>> BEGIN DATA PROVIDED

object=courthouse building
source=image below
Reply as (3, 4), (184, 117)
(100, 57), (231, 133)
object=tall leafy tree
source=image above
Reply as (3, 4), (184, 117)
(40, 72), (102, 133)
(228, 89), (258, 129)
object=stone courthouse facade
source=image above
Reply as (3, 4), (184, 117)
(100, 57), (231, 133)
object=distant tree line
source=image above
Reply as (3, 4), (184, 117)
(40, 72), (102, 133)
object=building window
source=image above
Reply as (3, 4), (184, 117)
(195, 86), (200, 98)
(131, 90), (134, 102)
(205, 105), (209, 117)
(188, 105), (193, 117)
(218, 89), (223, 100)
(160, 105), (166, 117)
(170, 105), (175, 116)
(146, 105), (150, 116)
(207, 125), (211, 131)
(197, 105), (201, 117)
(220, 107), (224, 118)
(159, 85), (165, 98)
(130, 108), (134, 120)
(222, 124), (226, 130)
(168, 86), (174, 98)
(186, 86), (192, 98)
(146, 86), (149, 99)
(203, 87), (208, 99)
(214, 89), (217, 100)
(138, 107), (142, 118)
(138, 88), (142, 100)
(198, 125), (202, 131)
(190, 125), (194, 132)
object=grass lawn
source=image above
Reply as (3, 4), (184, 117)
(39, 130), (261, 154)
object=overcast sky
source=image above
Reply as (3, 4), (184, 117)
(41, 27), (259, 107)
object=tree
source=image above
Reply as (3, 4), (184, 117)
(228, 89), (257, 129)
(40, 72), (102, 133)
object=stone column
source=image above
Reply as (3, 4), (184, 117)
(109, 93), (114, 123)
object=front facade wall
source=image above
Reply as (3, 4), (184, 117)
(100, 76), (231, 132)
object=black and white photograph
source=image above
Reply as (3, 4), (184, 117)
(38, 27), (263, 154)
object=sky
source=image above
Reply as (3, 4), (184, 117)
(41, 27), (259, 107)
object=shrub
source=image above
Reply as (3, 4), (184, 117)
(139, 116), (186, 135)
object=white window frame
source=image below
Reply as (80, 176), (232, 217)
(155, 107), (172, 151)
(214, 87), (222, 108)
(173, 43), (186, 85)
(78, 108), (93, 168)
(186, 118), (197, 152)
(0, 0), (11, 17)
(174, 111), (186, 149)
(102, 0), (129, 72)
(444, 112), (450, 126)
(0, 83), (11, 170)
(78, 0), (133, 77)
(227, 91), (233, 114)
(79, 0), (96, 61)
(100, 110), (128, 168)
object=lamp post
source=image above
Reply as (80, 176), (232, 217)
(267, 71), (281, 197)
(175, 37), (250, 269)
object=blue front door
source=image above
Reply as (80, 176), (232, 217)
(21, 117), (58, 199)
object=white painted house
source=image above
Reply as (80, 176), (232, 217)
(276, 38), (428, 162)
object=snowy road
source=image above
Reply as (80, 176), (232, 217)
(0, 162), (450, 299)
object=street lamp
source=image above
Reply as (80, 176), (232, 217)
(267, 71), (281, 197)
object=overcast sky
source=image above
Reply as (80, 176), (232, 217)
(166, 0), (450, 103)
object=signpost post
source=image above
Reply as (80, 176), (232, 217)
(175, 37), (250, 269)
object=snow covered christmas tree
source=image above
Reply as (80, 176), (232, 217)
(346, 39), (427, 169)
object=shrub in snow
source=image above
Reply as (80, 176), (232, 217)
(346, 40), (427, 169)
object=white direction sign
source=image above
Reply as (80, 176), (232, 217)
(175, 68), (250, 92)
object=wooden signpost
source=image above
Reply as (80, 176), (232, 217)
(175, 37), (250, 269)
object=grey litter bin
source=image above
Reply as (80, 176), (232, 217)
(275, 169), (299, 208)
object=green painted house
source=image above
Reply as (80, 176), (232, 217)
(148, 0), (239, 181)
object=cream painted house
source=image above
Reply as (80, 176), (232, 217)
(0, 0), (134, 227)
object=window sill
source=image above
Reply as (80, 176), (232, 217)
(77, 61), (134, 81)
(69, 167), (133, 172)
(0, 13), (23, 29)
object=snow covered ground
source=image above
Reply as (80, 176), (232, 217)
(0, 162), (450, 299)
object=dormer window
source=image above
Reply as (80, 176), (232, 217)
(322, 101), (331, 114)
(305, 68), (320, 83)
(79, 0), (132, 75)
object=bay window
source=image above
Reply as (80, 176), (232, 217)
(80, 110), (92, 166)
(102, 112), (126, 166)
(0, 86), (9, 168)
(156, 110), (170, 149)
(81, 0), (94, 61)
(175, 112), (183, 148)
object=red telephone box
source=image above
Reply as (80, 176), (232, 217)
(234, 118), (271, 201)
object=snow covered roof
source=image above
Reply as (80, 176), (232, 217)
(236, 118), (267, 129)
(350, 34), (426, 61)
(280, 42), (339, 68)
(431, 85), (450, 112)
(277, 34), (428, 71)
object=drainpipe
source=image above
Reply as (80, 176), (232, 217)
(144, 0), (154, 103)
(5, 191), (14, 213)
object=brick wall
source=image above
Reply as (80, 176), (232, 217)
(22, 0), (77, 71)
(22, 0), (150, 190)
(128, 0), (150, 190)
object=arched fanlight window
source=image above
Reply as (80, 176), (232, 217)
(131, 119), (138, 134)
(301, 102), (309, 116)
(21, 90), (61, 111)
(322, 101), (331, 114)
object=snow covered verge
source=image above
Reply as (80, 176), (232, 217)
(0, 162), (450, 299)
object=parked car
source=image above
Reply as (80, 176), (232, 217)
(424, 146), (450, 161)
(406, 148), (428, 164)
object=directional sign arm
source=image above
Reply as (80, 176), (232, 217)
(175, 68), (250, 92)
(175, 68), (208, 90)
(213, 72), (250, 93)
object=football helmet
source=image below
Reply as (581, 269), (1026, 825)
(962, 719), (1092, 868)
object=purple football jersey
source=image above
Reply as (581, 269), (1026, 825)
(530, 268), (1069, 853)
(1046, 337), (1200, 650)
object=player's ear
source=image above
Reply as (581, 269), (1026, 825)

>> END DATA PROVIDED

◆ EXERCISE AIM ◆
Put every line above into a JSON list of strings, one string per line, leaving out any blank lines.

◆ COMPLETED EXERCISE ◆
[
  "object=courthouse building",
  "source=image below",
  "Reply as (3, 4), (184, 117)",
  "(100, 57), (231, 133)",
  "object=tall leafy tree",
  "source=image above",
  "Reply as (3, 4), (184, 117)",
  "(40, 72), (102, 133)",
  "(228, 89), (258, 129)",
  "object=stone courthouse facade",
  "source=image above",
  "Reply as (3, 4), (184, 117)",
  "(100, 57), (231, 133)",
  "object=distant tree line",
  "source=image above",
  "Reply as (3, 4), (184, 117)",
  "(40, 72), (102, 133)",
  "object=building window",
  "source=image above",
  "Reply as (3, 4), (184, 117)",
  "(195, 86), (200, 98)",
  "(131, 90), (134, 102)",
  "(205, 105), (209, 117)",
  "(188, 105), (193, 117)",
  "(218, 89), (223, 100)",
  "(160, 105), (166, 117)",
  "(170, 105), (175, 116)",
  "(146, 105), (150, 116)",
  "(207, 125), (211, 131)",
  "(197, 105), (201, 117)",
  "(220, 107), (224, 118)",
  "(159, 85), (165, 98)",
  "(130, 108), (134, 120)",
  "(222, 124), (226, 130)",
  "(168, 86), (174, 98)",
  "(186, 86), (192, 98)",
  "(146, 86), (149, 99)",
  "(203, 87), (208, 99)",
  "(214, 89), (217, 100)",
  "(138, 107), (142, 118)",
  "(138, 88), (142, 100)",
  "(198, 125), (202, 131)",
  "(190, 125), (194, 132)",
  "object=grass lawn",
  "source=image above",
  "Reply as (3, 4), (184, 117)",
  "(39, 130), (261, 154)",
  "object=overcast sky",
  "source=image above",
  "Reply as (3, 4), (184, 117)",
  "(41, 27), (259, 107)",
  "object=tree",
  "source=image above",
  "Reply as (3, 4), (184, 117)",
  "(228, 89), (257, 129)",
  "(40, 72), (102, 133)",
  "object=stone column",
  "source=image above",
  "Reply as (3, 4), (184, 117)",
  "(109, 93), (114, 123)",
  "object=front facade wall",
  "source=image above",
  "Reply as (3, 4), (184, 117)",
  "(100, 76), (231, 132)",
  "object=black and white photograph",
  "source=image above",
  "Reply as (3, 4), (184, 117)",
  "(38, 27), (263, 154)",
  "object=sky",
  "source=image above",
  "Reply as (3, 4), (184, 117)",
  "(41, 27), (259, 107)",
  "object=shrub",
  "source=image above",
  "Reply as (3, 4), (184, 117)",
  "(139, 116), (186, 135)",
  "object=white window frame",
  "source=image below",
  "Reply as (80, 176), (232, 217)",
  "(155, 107), (172, 151)",
  "(214, 87), (222, 108)",
  "(173, 43), (186, 85)",
  "(78, 108), (93, 168)",
  "(186, 118), (197, 152)",
  "(0, 0), (11, 17)",
  "(174, 111), (186, 149)",
  "(102, 0), (129, 72)",
  "(444, 112), (450, 126)",
  "(0, 83), (11, 170)",
  "(78, 0), (133, 77)",
  "(227, 91), (233, 114)",
  "(79, 0), (96, 61)",
  "(100, 110), (128, 168)",
  "object=lamp post",
  "source=image above",
  "Reply as (80, 176), (232, 217)",
  "(267, 71), (281, 197)",
  "(175, 37), (250, 269)",
  "object=blue front door",
  "source=image above",
  "Reply as (80, 176), (232, 217)",
  "(21, 117), (58, 199)",
  "object=white painted house",
  "source=image above",
  "Reply as (80, 176), (232, 217)",
  "(276, 38), (428, 162)",
  "object=snowy road",
  "source=image above",
  "Reply as (80, 176), (232, 217)",
  "(0, 162), (450, 299)",
  "object=street lamp",
  "source=image above",
  "Reply as (80, 176), (232, 217)",
  "(267, 71), (281, 197)",
  "object=overcast sky",
  "source=image above",
  "Reply as (80, 176), (232, 217)",
  "(166, 0), (450, 103)",
  "object=signpost post",
  "source=image above",
  "Reply as (80, 176), (232, 217)",
  "(175, 37), (250, 269)",
  "object=snow covered christmas tree",
  "source=image above",
  "Reply as (80, 176), (232, 217)",
  "(346, 39), (427, 169)",
  "object=shrub in snow",
  "source=image above",
  "Reply as (80, 176), (232, 217)",
  "(346, 40), (427, 169)",
  "object=white direction sign",
  "source=image above",
  "Reply as (80, 176), (232, 217)",
  "(175, 68), (250, 92)",
  "object=wooden signpost",
  "source=image above",
  "Reply as (80, 176), (232, 217)",
  "(175, 37), (250, 269)",
  "object=grey litter bin",
  "source=image above",
  "Reply as (80, 176), (232, 217)",
  "(275, 169), (299, 208)",
  "object=green painted house",
  "source=image above",
  "Reply as (80, 176), (232, 217)",
  "(148, 0), (239, 181)",
  "object=cream painted house",
  "source=image above",
  "Reply as (80, 176), (232, 217)",
  "(0, 0), (134, 227)",
  "object=window sill",
  "source=image above",
  "Reply as (80, 176), (232, 217)",
  "(77, 61), (134, 81)",
  "(69, 167), (133, 172)",
  "(0, 13), (23, 29)",
  "object=snow covered ground",
  "source=image above",
  "Reply as (80, 176), (232, 217)",
  "(0, 162), (450, 299)",
  "object=dormer window",
  "source=image above",
  "Reply as (80, 176), (232, 217)",
  "(322, 101), (331, 114)",
  "(305, 68), (320, 83)",
  "(79, 0), (132, 75)",
  "object=bay window",
  "source=image above",
  "Reply as (80, 176), (232, 217)",
  "(80, 110), (92, 166)",
  "(102, 112), (126, 166)",
  "(0, 86), (9, 168)",
  "(156, 110), (170, 149)",
  "(81, 0), (94, 61)",
  "(175, 112), (183, 148)",
  "object=red telephone box",
  "source=image above",
  "Reply as (80, 176), (232, 217)",
  "(234, 118), (271, 201)",
  "object=snow covered roof",
  "source=image above",
  "Reply as (80, 176), (232, 217)",
  "(236, 118), (267, 129)",
  "(350, 34), (426, 61)",
  "(280, 42), (339, 68)",
  "(431, 85), (450, 112)",
  "(277, 34), (428, 71)",
  "object=drainpipe",
  "source=image above",
  "Reply as (80, 176), (232, 217)",
  "(144, 0), (154, 103)",
  "(5, 191), (14, 213)",
  "object=brick wall",
  "source=image above",
  "Reply as (80, 176), (232, 217)",
  "(22, 0), (77, 71)",
  "(22, 0), (150, 190)",
  "(128, 0), (150, 190)",
  "object=arched fanlight window",
  "source=image above",
  "Reply as (80, 176), (232, 217)",
  "(131, 119), (138, 134)",
  "(301, 102), (309, 116)",
  "(21, 90), (61, 111)",
  "(322, 101), (331, 114)",
  "object=snow covered verge",
  "source=image above",
  "Reply as (80, 176), (232, 217)",
  "(0, 162), (450, 299)",
  "object=parked car",
  "source=image above",
  "Reply as (80, 176), (232, 217)",
  "(424, 146), (450, 161)",
  "(406, 148), (428, 164)",
  "object=directional sign arm",
  "source=image above",
  "Reply as (80, 176), (232, 217)",
  "(175, 68), (250, 92)",
  "(175, 68), (208, 90)",
  "(213, 72), (250, 93)",
  "object=football helmet",
  "source=image below",
  "Reply as (581, 269), (1026, 825)",
  "(962, 719), (1092, 868)",
  "object=purple football jersey",
  "source=image above",
  "Reply as (581, 269), (1026, 825)",
  "(530, 268), (1069, 853)",
  "(1046, 337), (1200, 650)",
  "object=player's ear",
  "source=image above",
  "Reply as (581, 269), (1026, 825)"
]